DIRECTIONS: In the records below, how many lines contain the word "bounding"? Reply with the number alone.

====== EXERCISE MATERIAL ======

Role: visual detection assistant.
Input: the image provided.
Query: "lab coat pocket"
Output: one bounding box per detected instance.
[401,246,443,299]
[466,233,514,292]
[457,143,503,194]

======

FINISHED TASK: 1